#### Blok Teks ####
I.
Pendahuluan
Kehidupan manusia dimulai saat
setelah pembuahan terjadi sebagaimana dijelaskan dalam ayat di atas. Jika
dengan sadar dan dengan segala cara kita mengakhiri hidup manusia tak berdosa, berarti
kita melakukan suatu perbuatan tak bermoral dan asosial. Tidak semestinya kita
membiarkan penghentian nyawa hidup siapapun atau hidup kita sebagai manusia
menjadi tidak berharga lagi.Sekarang ini, praktek aborsi semakin merajalela,
bukan hanya pada kalangan masyarakat, mahasiswa pun melakukan praktek aborsi,
dan banyak juga pelajar yang melakukan praktek aborsi ini.
Sebagaimana dahulu pernah
diberitakan di media massa, kasus ditemukannya dua belas bayi di sekitar jalan
tol di daerah Warakas, menyebarnya video aborsi siswi SMU dan terbongkarnya
praktek aborsi di salah satu klinik di kawasan Percetakan Negara Jakarta Pusat,
menyeruakkan kembali fenomena praktek aborsi di kalangan masyarakat yang
tentunya menyentak hati nurani, sehingga semestinya mendapatkan perhatian dan
bimbingan termasuk agama.
Data menyebutkan satu juta wanita
Indonesia melakukan aborsi setiap tahunnya. Dari jumlah tersebut sekitar 50%
berstatus belum menikah, 10%-21% di antaranya dilakukan remaja, 8%-10%
kegagalan KB, dan 2%-3% kehamilan yang tidak diinginkan oleh pasangan menikah.
Kenyataan ini menunjukkan tingginya kebutuhan terhadap praktek aborsi dan
beragamnya faktor penyebab aborsi[1].
Tingginya animo masyarakat untuk
melakukan praktek aborsi yang tidak diimbangi dengan pengetahuan hukum dan
nilai agama sering kali masalah aborsi dianggap enteng dan prakteknya dilakukan
secara sembunyi-sembunyi sekalipun tidak jarang merenggut nyawa sang ibu.
II.
Pembahasan
A.
Pengertian Aborsi
Menurut
bahasa kata aborsi berasal dari bahasa Inggris yaitu abortion yang berarti
gugur kandungan atau keguguran. Dalam bahasa Arab disebut Isqatu Hamli
atau al Ijhadh (إسقاط الحمل آوالاجها د).
####
Yang Harus Dikerjakan
Tulis kembali seluruh bagian teks tentang aborsi dari "Sebagaimana dahulu pernah" hingga "bimbingan termasuk agama.", dan tukar "media massa" dengan "surat kabar".
#### Data Mentah ####
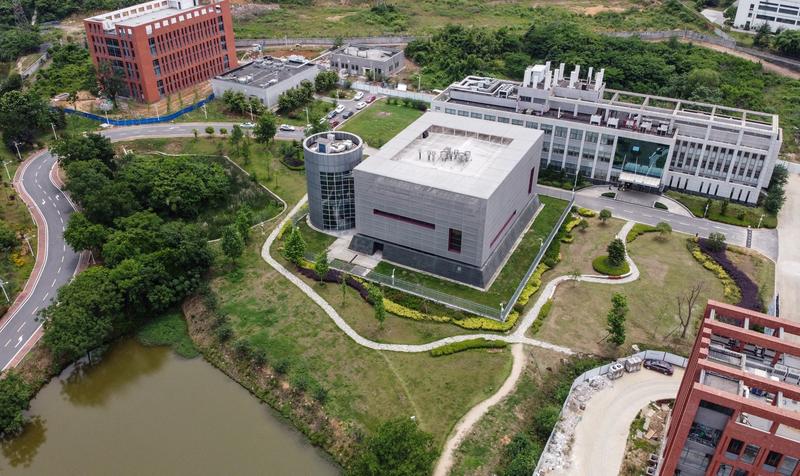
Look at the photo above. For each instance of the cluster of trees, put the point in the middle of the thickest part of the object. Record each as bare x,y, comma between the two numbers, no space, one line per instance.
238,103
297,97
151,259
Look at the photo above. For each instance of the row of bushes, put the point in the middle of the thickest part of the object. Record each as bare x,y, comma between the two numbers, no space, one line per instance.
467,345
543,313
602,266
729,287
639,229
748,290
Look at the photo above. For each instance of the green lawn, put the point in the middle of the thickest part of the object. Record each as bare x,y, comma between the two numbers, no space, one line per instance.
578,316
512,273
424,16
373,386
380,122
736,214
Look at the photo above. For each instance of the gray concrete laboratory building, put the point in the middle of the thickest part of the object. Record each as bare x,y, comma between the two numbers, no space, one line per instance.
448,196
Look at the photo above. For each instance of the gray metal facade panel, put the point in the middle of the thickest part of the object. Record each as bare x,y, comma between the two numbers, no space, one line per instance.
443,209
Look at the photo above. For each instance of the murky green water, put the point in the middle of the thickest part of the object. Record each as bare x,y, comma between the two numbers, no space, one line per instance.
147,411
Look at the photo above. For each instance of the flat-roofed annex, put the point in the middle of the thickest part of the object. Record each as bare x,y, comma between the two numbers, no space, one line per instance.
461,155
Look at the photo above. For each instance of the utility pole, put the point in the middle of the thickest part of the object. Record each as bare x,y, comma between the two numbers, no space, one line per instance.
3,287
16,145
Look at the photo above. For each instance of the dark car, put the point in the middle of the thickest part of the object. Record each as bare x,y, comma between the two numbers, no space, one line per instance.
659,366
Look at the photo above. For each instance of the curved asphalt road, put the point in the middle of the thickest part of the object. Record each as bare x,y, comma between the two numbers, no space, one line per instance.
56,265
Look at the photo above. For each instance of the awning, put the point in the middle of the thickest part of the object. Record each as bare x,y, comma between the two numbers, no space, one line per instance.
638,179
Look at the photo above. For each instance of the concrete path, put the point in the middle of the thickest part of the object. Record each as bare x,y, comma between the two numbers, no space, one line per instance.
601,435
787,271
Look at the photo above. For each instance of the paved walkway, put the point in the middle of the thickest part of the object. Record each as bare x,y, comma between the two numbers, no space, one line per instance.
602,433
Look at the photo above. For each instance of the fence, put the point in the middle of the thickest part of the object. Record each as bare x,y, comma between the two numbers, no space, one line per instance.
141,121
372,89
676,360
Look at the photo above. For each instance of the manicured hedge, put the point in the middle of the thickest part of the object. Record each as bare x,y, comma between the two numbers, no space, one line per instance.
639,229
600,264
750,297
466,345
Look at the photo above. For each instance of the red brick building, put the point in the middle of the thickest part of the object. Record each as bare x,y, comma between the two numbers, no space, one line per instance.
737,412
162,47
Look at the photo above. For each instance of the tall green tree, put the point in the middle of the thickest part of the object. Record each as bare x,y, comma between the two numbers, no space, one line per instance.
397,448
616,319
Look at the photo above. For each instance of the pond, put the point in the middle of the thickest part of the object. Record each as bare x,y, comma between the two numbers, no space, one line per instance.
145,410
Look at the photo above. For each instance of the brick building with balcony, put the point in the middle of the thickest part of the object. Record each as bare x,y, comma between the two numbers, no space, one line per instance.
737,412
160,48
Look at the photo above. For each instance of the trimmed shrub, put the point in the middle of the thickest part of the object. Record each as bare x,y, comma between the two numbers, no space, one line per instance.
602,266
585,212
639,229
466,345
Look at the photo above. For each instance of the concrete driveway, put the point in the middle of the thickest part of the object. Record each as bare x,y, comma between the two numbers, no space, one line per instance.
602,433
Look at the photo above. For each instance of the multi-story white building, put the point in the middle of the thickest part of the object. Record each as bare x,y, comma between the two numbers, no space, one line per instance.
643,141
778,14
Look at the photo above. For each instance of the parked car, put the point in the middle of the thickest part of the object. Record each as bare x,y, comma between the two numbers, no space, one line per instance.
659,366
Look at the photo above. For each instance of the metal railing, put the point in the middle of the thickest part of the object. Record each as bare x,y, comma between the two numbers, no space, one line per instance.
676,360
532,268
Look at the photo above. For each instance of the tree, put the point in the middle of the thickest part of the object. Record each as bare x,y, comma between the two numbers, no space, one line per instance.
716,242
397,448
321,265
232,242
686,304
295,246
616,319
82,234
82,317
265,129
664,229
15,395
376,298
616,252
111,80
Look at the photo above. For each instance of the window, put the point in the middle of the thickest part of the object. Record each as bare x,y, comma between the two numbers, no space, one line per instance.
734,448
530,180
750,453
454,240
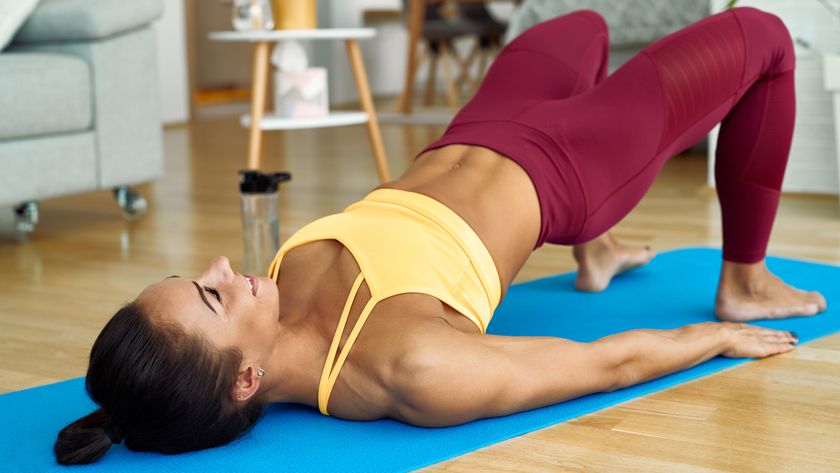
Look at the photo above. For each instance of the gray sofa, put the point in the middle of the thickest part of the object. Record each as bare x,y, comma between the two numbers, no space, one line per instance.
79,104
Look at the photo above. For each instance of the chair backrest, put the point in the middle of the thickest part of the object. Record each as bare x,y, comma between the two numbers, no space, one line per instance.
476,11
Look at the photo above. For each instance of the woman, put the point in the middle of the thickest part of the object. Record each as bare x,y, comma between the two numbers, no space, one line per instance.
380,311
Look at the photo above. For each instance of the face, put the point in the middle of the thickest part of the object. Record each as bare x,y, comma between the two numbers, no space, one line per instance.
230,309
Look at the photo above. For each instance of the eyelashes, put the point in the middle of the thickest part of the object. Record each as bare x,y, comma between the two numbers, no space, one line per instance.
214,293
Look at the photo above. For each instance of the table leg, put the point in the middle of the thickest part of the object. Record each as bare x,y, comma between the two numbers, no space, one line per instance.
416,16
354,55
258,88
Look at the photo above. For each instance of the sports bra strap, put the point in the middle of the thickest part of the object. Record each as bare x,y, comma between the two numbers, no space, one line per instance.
####
Jawaban Latihan
Sebagaimana dahulu pernah
diberitakan di surat kabar, kasus ditemukannya dua belas bayi di sekitar jalan
tol di daerah Warakas, menyebarnya video aborsi siswi SMU dan terbongkarnya
praktek aborsi di salah satu klinik di kawasan Percetakan Negara Jakarta Pusat,
menyeruakkan kembali fenomena praktek aborsi di kalangan masyarakat yang
tentunya menyentak hati nurani, sehingga semestinya mendapatkan perhatian dan
bimbingan termasuk agama.